• [DATASET EXTRACT]:
────────────────────────────────────────
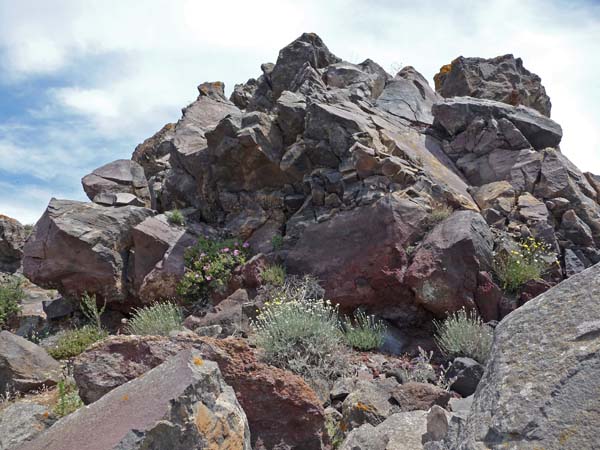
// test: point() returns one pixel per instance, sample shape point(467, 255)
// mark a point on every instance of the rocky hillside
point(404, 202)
────────────────────────────────────────
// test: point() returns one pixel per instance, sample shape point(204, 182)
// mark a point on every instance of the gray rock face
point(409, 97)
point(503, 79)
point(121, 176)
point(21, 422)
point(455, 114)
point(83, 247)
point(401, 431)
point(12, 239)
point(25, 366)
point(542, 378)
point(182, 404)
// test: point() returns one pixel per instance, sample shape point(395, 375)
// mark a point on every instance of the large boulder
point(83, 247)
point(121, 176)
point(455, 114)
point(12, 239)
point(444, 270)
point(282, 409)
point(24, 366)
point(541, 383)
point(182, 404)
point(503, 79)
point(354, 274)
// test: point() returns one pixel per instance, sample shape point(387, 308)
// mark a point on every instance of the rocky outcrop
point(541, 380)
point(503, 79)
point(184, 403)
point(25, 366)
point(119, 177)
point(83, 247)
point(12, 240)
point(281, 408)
────────────────────────────────────────
• [PROBLEM DETAILS]:
Your answer should be a single number: the count of lines in the data that include the word "returns".

• [RESPONSE TO THE TASK]:
4